▶ Exercise goal
The data is to be retyped in full, exactly.

Point-per-instance localization data:
***
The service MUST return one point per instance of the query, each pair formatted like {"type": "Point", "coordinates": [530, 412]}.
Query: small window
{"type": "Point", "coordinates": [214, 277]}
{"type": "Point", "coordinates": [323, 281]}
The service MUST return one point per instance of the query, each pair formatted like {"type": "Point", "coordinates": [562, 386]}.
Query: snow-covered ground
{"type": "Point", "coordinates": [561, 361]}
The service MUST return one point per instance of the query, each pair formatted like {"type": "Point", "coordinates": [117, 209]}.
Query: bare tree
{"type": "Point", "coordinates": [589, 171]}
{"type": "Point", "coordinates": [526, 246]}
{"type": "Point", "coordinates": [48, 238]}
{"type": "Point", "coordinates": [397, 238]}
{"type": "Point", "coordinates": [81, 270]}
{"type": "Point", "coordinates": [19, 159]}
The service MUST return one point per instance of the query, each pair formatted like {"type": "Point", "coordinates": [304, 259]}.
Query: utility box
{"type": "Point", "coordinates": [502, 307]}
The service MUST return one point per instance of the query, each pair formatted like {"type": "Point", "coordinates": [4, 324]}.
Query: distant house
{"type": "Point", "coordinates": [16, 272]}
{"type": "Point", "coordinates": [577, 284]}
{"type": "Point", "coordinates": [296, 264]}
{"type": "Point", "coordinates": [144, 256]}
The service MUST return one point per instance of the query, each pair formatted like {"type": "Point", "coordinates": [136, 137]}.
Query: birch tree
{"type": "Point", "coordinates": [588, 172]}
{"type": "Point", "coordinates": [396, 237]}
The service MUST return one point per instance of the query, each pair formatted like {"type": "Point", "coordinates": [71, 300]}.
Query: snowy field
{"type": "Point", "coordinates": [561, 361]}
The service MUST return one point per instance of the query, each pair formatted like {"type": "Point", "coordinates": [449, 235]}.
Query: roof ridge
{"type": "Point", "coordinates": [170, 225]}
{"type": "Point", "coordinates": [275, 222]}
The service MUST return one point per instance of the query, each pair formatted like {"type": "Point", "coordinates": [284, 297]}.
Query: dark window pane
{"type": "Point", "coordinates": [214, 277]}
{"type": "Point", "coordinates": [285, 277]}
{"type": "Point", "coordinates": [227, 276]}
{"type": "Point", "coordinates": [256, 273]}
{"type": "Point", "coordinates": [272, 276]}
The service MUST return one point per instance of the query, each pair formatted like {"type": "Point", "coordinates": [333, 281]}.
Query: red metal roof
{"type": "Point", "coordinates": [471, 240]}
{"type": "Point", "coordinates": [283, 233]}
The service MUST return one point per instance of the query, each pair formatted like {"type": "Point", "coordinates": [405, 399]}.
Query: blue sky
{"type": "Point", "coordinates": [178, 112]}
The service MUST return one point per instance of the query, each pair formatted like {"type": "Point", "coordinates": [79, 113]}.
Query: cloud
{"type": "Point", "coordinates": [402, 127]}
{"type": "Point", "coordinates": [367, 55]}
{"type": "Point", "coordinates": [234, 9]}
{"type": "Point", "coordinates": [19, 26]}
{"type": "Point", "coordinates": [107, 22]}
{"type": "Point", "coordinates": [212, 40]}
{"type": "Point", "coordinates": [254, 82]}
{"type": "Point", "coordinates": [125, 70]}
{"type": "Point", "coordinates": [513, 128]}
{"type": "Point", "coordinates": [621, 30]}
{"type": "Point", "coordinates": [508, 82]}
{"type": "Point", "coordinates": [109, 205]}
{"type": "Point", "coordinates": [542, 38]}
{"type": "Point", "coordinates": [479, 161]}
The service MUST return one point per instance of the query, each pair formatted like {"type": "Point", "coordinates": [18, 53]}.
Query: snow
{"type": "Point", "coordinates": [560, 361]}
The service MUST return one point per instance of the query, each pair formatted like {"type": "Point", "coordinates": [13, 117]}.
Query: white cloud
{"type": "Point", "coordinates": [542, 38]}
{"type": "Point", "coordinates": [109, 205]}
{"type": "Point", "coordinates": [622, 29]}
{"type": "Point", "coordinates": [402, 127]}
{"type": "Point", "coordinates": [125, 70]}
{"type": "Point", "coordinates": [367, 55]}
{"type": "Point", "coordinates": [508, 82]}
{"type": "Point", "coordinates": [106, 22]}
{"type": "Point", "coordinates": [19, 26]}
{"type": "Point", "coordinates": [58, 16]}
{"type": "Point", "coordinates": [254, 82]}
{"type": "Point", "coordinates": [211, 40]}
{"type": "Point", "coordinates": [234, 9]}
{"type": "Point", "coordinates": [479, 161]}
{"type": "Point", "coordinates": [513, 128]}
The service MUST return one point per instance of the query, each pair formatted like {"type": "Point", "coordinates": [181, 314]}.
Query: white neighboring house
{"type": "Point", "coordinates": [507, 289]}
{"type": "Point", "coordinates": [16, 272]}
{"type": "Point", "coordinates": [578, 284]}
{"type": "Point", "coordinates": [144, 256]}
***
▶ Task solution
The service MUST return one point per instance of the query, each pair formatted like {"type": "Point", "coordinates": [530, 412]}.
Query: small window
{"type": "Point", "coordinates": [214, 277]}
{"type": "Point", "coordinates": [323, 281]}
The service MUST return one point per instance of the query, each pair formatted like {"type": "Point", "coordinates": [562, 386]}.
Query: snow-covered ground
{"type": "Point", "coordinates": [561, 361]}
The service MUST return one point per instance of the query, each pair formatted like {"type": "Point", "coordinates": [117, 209]}.
Query: bare tree
{"type": "Point", "coordinates": [589, 171]}
{"type": "Point", "coordinates": [526, 246]}
{"type": "Point", "coordinates": [48, 238]}
{"type": "Point", "coordinates": [397, 238]}
{"type": "Point", "coordinates": [81, 270]}
{"type": "Point", "coordinates": [19, 159]}
The service MUST return one point per instance of the query, each pair formatted like {"type": "Point", "coordinates": [304, 259]}.
Query: utility box
{"type": "Point", "coordinates": [502, 307]}
The service MUST return one point per instance of the query, each pair formatted like {"type": "Point", "coordinates": [4, 324]}.
Query: distant house
{"type": "Point", "coordinates": [16, 272]}
{"type": "Point", "coordinates": [577, 284]}
{"type": "Point", "coordinates": [296, 264]}
{"type": "Point", "coordinates": [144, 256]}
The service MUST return one point per instance of the query, each pair formatted like {"type": "Point", "coordinates": [136, 137]}.
Query: birch tree
{"type": "Point", "coordinates": [588, 172]}
{"type": "Point", "coordinates": [396, 237]}
The service MUST return one point per instance of the query, each pair formatted like {"type": "Point", "coordinates": [71, 300]}.
Query: snowy field
{"type": "Point", "coordinates": [561, 361]}
The service MUST return one point per instance of the query, each pair formatted like {"type": "Point", "coordinates": [449, 235]}.
Query: roof ridge
{"type": "Point", "coordinates": [170, 225]}
{"type": "Point", "coordinates": [275, 222]}
The service MUST return one point per instance of the query, each pair formatted like {"type": "Point", "coordinates": [284, 297]}.
Query: dark window pane
{"type": "Point", "coordinates": [214, 277]}
{"type": "Point", "coordinates": [285, 277]}
{"type": "Point", "coordinates": [227, 276]}
{"type": "Point", "coordinates": [256, 273]}
{"type": "Point", "coordinates": [272, 276]}
The service MUST return one point per instance of the query, each pair formatted like {"type": "Point", "coordinates": [333, 281]}.
Query: red metal roof
{"type": "Point", "coordinates": [471, 240]}
{"type": "Point", "coordinates": [283, 233]}
The service MUST return one point per instance of the query, each pair formatted like {"type": "Point", "coordinates": [405, 399]}.
Query: blue sky
{"type": "Point", "coordinates": [178, 112]}
The service MUST return one point per instance of the query, each pair formatted like {"type": "Point", "coordinates": [79, 113]}.
Query: cloud
{"type": "Point", "coordinates": [402, 127]}
{"type": "Point", "coordinates": [367, 55]}
{"type": "Point", "coordinates": [234, 9]}
{"type": "Point", "coordinates": [19, 26]}
{"type": "Point", "coordinates": [107, 22]}
{"type": "Point", "coordinates": [212, 40]}
{"type": "Point", "coordinates": [254, 82]}
{"type": "Point", "coordinates": [125, 70]}
{"type": "Point", "coordinates": [513, 128]}
{"type": "Point", "coordinates": [621, 30]}
{"type": "Point", "coordinates": [508, 82]}
{"type": "Point", "coordinates": [109, 205]}
{"type": "Point", "coordinates": [542, 38]}
{"type": "Point", "coordinates": [479, 161]}
The service MUST return one point per instance of the query, each pair formatted like {"type": "Point", "coordinates": [18, 53]}.
Query: snow
{"type": "Point", "coordinates": [560, 361]}
The service MUST return one point per instance of the query, each pair formatted like {"type": "Point", "coordinates": [13, 117]}.
Query: white cloud
{"type": "Point", "coordinates": [542, 38]}
{"type": "Point", "coordinates": [109, 205]}
{"type": "Point", "coordinates": [622, 29]}
{"type": "Point", "coordinates": [402, 127]}
{"type": "Point", "coordinates": [125, 70]}
{"type": "Point", "coordinates": [367, 55]}
{"type": "Point", "coordinates": [508, 82]}
{"type": "Point", "coordinates": [106, 22]}
{"type": "Point", "coordinates": [19, 26]}
{"type": "Point", "coordinates": [58, 16]}
{"type": "Point", "coordinates": [254, 82]}
{"type": "Point", "coordinates": [211, 40]}
{"type": "Point", "coordinates": [234, 9]}
{"type": "Point", "coordinates": [479, 161]}
{"type": "Point", "coordinates": [513, 128]}
The service MUST return one point per instance of the query, each pair formatted like {"type": "Point", "coordinates": [181, 314]}.
Query: white neighboring house
{"type": "Point", "coordinates": [507, 289]}
{"type": "Point", "coordinates": [16, 272]}
{"type": "Point", "coordinates": [578, 284]}
{"type": "Point", "coordinates": [144, 256]}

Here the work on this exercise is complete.